* _Task goal_: Filter the entries for the word "below". Copy each line that has it.
##############################
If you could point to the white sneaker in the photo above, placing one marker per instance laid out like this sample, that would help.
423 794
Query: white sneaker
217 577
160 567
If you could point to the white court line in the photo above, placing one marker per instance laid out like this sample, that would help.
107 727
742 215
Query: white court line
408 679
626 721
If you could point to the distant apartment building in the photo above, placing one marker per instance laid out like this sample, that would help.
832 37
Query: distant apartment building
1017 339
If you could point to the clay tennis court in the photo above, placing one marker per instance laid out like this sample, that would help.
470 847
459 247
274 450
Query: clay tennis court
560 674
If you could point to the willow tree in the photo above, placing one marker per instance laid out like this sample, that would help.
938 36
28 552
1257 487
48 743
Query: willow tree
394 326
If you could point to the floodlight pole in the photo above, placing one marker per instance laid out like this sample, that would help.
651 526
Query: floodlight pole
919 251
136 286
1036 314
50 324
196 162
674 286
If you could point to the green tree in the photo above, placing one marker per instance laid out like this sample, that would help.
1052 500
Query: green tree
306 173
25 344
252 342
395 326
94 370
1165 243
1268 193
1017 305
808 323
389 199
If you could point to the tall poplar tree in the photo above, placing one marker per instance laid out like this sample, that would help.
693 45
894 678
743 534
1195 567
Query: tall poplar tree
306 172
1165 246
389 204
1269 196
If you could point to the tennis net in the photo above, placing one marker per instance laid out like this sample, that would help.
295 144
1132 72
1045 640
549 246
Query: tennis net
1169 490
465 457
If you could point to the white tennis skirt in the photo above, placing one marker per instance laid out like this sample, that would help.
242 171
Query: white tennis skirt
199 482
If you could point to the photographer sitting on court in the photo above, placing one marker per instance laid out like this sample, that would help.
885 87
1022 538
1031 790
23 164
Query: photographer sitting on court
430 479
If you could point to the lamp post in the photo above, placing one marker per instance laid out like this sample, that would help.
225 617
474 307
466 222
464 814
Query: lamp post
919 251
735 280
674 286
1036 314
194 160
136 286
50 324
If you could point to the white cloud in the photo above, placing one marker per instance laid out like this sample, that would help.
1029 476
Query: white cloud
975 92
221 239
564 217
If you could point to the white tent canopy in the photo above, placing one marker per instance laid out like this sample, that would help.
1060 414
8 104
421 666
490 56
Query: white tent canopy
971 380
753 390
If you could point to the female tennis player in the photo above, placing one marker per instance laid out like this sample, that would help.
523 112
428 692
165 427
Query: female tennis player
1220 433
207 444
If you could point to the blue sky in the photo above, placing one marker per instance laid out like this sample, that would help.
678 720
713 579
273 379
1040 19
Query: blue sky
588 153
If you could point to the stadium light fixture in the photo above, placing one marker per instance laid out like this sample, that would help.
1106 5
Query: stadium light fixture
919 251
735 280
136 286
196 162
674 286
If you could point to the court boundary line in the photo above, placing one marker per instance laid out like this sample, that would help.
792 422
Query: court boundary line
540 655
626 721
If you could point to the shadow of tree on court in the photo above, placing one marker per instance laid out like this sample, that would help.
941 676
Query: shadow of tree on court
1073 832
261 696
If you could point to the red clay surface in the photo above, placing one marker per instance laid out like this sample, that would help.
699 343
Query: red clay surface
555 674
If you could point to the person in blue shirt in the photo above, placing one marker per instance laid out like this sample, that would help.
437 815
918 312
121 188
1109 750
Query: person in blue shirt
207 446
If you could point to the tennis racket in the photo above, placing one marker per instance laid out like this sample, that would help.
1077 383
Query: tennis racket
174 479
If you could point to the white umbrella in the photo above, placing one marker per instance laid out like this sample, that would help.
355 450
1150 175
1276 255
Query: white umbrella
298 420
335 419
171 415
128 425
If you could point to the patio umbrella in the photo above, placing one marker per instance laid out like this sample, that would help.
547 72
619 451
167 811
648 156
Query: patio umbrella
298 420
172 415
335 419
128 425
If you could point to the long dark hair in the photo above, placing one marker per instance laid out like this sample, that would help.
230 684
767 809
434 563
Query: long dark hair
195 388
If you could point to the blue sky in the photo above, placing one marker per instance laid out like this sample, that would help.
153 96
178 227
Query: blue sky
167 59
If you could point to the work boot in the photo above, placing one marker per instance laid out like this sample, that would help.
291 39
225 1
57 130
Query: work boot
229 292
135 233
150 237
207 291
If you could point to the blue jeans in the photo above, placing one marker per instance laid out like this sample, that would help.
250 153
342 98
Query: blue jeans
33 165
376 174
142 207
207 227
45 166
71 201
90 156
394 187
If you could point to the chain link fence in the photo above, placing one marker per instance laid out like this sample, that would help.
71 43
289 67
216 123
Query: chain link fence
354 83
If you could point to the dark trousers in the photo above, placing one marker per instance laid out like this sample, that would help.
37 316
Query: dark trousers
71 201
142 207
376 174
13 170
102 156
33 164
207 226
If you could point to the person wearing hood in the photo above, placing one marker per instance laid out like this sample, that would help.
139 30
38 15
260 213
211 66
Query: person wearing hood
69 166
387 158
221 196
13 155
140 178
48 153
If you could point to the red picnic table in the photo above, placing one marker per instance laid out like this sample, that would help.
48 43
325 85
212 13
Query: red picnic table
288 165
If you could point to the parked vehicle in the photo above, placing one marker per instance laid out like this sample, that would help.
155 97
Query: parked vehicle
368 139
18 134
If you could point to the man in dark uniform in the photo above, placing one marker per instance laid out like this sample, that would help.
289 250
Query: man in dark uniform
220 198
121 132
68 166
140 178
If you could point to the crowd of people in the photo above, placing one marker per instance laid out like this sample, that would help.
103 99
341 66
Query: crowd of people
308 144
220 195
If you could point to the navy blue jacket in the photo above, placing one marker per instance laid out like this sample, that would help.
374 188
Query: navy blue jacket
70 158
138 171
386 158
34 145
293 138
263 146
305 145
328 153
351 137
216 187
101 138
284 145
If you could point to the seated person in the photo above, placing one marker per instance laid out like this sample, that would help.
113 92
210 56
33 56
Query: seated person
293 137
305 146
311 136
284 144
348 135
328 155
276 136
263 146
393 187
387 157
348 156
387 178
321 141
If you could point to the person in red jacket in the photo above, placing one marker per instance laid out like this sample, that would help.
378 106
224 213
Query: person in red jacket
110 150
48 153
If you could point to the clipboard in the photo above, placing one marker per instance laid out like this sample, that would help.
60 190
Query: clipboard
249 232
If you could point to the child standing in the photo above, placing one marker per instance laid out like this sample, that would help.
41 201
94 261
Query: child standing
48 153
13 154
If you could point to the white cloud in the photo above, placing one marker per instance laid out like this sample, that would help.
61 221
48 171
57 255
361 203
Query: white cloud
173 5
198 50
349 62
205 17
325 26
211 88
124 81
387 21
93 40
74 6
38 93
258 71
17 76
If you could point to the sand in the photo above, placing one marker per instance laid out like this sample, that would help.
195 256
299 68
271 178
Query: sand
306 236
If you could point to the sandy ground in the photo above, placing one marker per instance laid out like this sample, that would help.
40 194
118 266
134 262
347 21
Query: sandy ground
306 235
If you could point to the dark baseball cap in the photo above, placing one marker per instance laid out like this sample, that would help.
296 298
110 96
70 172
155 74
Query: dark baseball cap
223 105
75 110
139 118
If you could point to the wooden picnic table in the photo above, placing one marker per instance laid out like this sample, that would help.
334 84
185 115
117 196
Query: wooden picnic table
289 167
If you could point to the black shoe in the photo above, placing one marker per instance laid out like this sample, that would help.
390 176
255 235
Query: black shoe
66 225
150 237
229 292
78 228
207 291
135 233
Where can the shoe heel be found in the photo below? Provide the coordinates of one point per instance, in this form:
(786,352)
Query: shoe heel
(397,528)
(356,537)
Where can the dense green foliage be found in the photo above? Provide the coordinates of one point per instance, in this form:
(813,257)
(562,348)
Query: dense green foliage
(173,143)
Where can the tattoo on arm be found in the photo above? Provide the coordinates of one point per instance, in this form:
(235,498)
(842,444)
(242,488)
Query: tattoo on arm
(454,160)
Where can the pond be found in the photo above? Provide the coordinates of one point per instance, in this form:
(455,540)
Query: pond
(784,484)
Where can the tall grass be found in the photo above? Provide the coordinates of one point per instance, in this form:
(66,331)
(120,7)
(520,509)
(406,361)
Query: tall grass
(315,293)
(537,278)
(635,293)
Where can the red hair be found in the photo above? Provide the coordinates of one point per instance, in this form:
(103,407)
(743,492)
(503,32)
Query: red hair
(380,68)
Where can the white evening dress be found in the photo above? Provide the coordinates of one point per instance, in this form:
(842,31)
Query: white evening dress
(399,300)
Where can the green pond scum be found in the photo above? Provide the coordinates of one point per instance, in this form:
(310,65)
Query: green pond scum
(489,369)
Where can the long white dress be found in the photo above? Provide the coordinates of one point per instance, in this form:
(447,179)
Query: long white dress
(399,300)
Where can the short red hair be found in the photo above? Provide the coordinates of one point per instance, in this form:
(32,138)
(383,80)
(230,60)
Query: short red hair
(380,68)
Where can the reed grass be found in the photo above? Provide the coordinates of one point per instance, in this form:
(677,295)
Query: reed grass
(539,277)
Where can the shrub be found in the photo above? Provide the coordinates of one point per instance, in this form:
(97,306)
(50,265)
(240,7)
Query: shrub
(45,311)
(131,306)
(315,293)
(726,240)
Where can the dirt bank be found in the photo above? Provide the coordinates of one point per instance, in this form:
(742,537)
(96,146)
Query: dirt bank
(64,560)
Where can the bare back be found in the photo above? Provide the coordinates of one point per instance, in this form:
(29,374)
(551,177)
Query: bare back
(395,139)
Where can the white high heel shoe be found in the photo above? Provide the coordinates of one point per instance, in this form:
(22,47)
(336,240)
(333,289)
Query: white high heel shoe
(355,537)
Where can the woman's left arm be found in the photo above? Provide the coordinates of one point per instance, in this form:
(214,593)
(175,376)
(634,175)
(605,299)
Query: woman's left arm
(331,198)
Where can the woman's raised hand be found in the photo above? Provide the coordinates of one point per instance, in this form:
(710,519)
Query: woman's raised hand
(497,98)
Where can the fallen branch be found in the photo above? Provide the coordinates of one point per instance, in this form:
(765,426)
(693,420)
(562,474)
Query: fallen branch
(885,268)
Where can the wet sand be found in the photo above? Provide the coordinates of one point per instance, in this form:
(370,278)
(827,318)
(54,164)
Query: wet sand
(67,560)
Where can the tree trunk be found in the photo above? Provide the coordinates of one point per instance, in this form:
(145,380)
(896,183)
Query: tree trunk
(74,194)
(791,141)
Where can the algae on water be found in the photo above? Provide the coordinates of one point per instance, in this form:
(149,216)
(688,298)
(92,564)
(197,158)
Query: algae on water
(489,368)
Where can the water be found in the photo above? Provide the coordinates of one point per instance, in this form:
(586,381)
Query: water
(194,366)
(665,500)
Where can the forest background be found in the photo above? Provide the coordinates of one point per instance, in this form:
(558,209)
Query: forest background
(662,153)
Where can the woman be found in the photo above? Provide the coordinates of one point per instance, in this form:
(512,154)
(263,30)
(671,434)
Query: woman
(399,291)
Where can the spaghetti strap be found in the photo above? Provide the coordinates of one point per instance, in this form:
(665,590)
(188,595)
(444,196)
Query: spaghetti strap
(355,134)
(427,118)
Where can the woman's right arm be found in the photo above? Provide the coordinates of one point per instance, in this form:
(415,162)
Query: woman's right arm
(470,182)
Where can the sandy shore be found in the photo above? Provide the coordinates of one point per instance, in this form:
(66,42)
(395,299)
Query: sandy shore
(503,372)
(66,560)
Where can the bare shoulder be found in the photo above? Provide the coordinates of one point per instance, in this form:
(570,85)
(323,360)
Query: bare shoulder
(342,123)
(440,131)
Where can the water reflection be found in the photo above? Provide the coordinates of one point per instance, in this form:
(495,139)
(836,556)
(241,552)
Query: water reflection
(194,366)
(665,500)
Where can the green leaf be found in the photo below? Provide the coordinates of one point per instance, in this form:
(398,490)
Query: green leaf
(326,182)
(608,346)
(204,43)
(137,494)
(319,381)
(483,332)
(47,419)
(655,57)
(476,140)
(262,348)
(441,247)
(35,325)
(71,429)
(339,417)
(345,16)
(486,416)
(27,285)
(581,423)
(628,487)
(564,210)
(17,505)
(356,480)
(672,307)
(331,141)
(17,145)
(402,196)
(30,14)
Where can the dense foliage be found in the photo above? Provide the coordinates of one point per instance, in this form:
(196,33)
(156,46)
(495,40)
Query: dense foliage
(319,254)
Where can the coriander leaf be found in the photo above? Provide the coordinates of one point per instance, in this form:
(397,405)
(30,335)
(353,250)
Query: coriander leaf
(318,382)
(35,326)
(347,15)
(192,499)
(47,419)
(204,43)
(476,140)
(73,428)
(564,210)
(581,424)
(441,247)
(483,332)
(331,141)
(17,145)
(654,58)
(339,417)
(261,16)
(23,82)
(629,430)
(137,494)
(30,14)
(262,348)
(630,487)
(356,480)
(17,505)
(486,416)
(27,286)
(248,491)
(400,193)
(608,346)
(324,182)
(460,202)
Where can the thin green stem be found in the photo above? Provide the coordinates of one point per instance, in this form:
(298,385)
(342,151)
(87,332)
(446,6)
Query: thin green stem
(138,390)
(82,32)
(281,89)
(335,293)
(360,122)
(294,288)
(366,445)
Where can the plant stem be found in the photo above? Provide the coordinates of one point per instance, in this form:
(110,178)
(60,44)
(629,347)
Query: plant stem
##############################
* _Your solution_:
Where can the shoe heel be found in the photo below? Provide the coordinates of one point per instance, in this form:
Where can the green leaf be found in the photo below? Provide the coordinates of one point per instance, in this form:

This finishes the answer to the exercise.